Hepimizin hayatında bazı işleri sürekli ertelediğimiz anlar olmuştur. Ancak bu durum bir alışkanlığa dönüştüğünde, günlük yaşam kalitemizi ciddi şekilde etkileyebilir. Peki, erteleme davranışı neden bu kadar yaygındır? Ertelemenin altında yatan psikolojik dinamikler nelerdir? Bu yazıda, ertelemenin psikolojisine daha yakından bakacak ve bu alışkanlığı nasıl aşabileceğimize dair önemli ipuçları paylaşacağım.
Erteleme, yapılması gereken bir işi bilinçli olarak geciktirme veya daha sonra yapmaya karar verme davranışıdır. Buradaki temel unsur, kişinin bu gecikmenin kendisine zarar vereceğini bilmesine rağmen yine de harekete geçmemesidir. Erteleme, sadece tembellik ya da motivasyon eksikliği değildir; çoğu zaman daha derin psikolojik süreçlerle ilişkilidir.
1. Mükemmeliyetçilik:
Mükemmeliyetçi kişiler, bir işi “kusursuz” yapamayacaklarını düşündüklerinde başlamakta zorlanabilirler. “Ya yeterince iyi olmazsa?” kaygısı, harekete geçmeyi engelleyebilir.
2. Başarısızlık Korkusu:
Bazı bireyler, başarısız olma ihtimaline karşı o kadar yoğun bir kaygı duyar ki, hiç başlamamayı tercih eder. Bu, başarısızlıkla yüzleşmektense onu erteleyerek zaman kazanma girişimidir.
3. Düşük Özsaygı:
Kendine güveni düşük olan bireyler, yeteneklerine dair sürekli şüphe duyabilirler. “Nasıl olsa başaramam” düşüncesi, ertelemeyi körükler.
4. Anlık Haz Arayışı:
Beynimiz kısa vadeli ödülleri uzun vadeli hedeflere tercih etme eğilimindedir. Sosyal medyada vakit geçirmek gibi anlık hazlar, yapılması gereken sorumlulukların önüne geçebilir.
5. Zamanı Yanlış Algılama:
Bazı kişiler, zaman yönetimi konusunda zorluk yaşar. Bir işin ne kadar süreceğini doğru tahmin edememek, son dakikaya kadar beklemeye yol açabilir.
★ ★ ★ ★
**Hedefler**
1/ Erteleme hakkındaki metne göre beynimiz uzun vadeli hedeflere hangi tür ödülleri tercih etme eğilimindedir?
2/ Erteleme hakkındaki metinde geçen “Kendine güveni düşük olan bireyler, yeteneklerine dair sürekli şüphe duyabilirler.” cümlesini İngilizceye çevirin.
3/ Erteleme hakkındaki metinden “Erteleme, yapılması gereken” ile başlayıp “psikolojik süreçlerle ilişkilidir.” ifadesine kadar süren bölümü aynen yazın.
Veriler, erteleme hakkındaki metinle ilgili değildir.

**Verilen Bilgiler**
★ ★ ★ ★
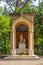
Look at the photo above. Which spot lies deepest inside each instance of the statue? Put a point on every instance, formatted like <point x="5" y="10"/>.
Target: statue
<point x="22" y="44"/>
★ ★ ★ ★
**Görevlere Göre Sonuçlar**
1/ Kısa vadeli ödülleri.

2/ Individuals with low self-confidence may constantly doubt their abilities.

3/
Erteleme, yapılması gereken bir işi bilinçli olarak geciktirme veya daha sonra yapmaya karar verme davranışıdır. Buradaki temel unsur, kişinin bu gecikmenin kendisine zarar vereceğini bilmesine rağmen yine de harekete geçmemesidir. Erteleme, sadece tembellik ya da motivasyon eksikliği değildir; çoğu zaman daha derin psikolojik süreçlerle ilişkilidir.